◆ Texto apresentado:
>>>>>

Educador e escritor, ex-diretor da Escola da Ponte, em Vila das Aves (Portugal)

Publicado em 03/07/2018

Síndromes

São muitos os sintomas de que nossa sociedade desenvolveu doenças comportamentais

Certo dia, perguntei à mãe de um aluno: Por que é que o seu filho não come verdura, feijão ou arroz? É porque não posso contrariar o meu filho – respondeu – O psicólogo disse-me que ele tem sistema nervoso. E isso deve ser muito perigoso. Mas, também, veja lá, senhor professor! Eu não tenho tempo para essas coisas. Eu pus o meu filho no jardim de infância e as educadoras não o ensinaram a comer. O que vale é que, quando volto do trabalho, vou com o meu filho ao McDonald’s. Tem um perto da nossa casa. E, no sábado, vamos ao shopping…

Os pais vão trabalhar, os filhos para a escola. Agora, já vão ainda bebês, cerca dos três, ou quatro meses. Um crime, que tem como contrapartida a chamada “Síndrome do Imperador”: a ditadura da infância, legiões de jovens desprovidos de autoconhecimento e que não reconhecem o outro. Seres narcísicos, caprichosos, hedonistas, deprimidos… narcotizados. Enquanto os netos são encerrados em guetos da infância, os avós são segregados em apartamentos vazios. As famílias não tentam criar vizinhança, comunidade. Terceirizam a educação, enquanto a escola se queixa dos erros de uma educação familiar, que oscila entre o autoritarismo e a permissividade.

<<<<<

◆ Tarefas e exercícios:
(1) No texto sobre síndromes, o que o psicólogo disse à mãe sobre o filho dela?
(2) No texto sobre síndromes, liste todos os adjetivos usados na frase que começa com "Seres narcísicos".
(3) Escreva a continuação do texto sobre síndromes a partir do ponto em que ele termina.
Os registros seguintes são material independente do texto sobre síndromes.

[Entradas salvas]
>>>>>

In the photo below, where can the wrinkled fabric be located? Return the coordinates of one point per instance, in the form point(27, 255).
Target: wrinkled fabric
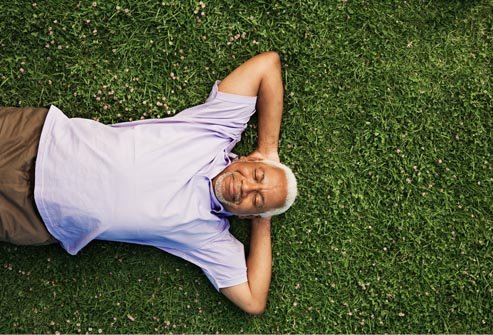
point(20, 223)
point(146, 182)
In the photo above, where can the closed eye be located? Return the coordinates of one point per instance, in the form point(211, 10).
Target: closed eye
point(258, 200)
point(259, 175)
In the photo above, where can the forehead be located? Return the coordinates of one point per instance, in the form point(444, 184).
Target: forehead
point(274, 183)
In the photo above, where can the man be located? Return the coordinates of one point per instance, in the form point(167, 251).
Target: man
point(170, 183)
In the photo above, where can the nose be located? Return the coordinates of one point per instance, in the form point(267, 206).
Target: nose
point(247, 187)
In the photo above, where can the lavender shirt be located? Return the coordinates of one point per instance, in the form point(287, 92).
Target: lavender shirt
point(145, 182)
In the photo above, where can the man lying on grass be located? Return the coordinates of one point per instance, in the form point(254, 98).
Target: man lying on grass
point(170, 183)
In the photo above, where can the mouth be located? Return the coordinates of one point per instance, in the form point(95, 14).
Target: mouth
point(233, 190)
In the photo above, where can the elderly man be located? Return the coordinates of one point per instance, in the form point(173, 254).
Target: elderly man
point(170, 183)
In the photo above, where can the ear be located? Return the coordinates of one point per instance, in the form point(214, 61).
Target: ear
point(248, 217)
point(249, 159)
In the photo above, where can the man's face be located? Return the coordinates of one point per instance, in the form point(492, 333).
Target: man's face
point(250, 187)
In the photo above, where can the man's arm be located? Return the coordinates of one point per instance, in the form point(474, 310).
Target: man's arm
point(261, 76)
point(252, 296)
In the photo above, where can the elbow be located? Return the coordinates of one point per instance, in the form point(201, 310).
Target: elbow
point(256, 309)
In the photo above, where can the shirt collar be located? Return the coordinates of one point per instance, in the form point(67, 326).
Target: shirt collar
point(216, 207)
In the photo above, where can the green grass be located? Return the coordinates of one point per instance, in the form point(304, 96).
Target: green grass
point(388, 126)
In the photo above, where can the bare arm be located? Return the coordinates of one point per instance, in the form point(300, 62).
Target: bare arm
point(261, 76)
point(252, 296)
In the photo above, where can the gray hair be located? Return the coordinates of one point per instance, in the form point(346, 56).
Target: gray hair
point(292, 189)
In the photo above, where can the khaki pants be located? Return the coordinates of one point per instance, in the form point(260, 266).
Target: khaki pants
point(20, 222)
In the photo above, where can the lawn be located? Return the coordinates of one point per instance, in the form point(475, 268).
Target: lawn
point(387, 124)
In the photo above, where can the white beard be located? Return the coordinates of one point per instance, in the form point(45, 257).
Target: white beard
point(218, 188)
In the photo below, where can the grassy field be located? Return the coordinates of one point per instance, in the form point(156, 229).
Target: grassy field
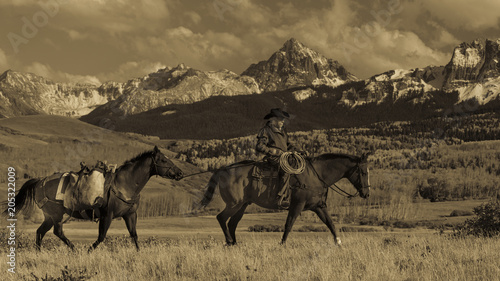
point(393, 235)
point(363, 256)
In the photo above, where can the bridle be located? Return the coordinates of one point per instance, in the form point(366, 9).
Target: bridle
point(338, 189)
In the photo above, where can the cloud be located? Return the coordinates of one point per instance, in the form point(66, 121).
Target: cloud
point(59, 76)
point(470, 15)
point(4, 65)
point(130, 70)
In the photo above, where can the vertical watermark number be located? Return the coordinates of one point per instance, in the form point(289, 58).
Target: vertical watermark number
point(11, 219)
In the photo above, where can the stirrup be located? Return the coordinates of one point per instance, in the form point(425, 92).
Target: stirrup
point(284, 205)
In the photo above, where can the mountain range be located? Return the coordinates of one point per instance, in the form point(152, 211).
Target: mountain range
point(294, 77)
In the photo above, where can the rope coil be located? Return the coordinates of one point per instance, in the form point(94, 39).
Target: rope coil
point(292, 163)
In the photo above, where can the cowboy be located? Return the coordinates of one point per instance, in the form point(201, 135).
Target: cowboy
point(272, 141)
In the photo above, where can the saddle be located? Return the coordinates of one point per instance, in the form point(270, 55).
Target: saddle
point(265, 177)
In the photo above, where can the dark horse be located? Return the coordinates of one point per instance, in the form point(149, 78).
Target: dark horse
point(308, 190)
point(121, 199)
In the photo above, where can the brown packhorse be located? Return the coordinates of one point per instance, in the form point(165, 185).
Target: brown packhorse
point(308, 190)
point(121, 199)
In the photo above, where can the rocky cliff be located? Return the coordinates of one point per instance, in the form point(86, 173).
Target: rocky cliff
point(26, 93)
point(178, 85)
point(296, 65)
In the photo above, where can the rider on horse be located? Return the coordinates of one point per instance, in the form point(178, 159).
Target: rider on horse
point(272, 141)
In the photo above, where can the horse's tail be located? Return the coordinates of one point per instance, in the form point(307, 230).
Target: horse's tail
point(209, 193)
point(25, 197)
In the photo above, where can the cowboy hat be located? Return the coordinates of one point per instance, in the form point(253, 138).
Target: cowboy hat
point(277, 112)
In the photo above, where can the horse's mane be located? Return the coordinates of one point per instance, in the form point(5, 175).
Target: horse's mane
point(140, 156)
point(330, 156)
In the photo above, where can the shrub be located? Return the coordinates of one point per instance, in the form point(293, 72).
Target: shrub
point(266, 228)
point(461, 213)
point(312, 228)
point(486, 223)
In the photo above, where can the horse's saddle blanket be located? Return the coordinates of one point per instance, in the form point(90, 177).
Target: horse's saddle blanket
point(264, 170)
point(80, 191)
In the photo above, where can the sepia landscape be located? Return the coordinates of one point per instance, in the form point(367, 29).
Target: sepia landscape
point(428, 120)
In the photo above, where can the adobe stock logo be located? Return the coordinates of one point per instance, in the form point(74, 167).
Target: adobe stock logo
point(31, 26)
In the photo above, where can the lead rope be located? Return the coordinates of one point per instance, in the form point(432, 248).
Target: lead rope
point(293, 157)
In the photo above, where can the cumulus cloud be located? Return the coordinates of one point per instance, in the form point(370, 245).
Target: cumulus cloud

<<<<<

◆ Respostas por tarefa:
(1) O psicólogo disse que o filho tem sistema nervoso.

(2) narcísicos, caprichosos, hedonistas, deprimidos, narcotizados

(3)
A modernidade remeteu-nos para uma ética individua­lista. Carecemos de projetos humanos que não se coadunam com práticas escolares que ainda temos. Carecemos de um novo sistema ético, de uma matriz axiológica baseada no saber cuidar e conviver. Famílias e escolas padecem da “Síndrome da Gabriela”: eu nasci assim, eu fui sempre assim, serei sempre assim.

Famílias onde o diálogo está ausente e o silêncio impera; escolas cassinos, onde tudo é game, uma das modas pedagógicas mais recentes. Escolas onde as crianças fazem tudo o que querem. E onde não querem aquilo que fazem. Professores que ainda não entenderam que o ato de aprender não deverá estar centrado no professor, nem no aluno. E que aprendemos na intersubjetividade, mediatizados pelo objeto de estudo e pelo mundo, a partir de necessidades pessoais e sociais. Desenvolvendo vínculos.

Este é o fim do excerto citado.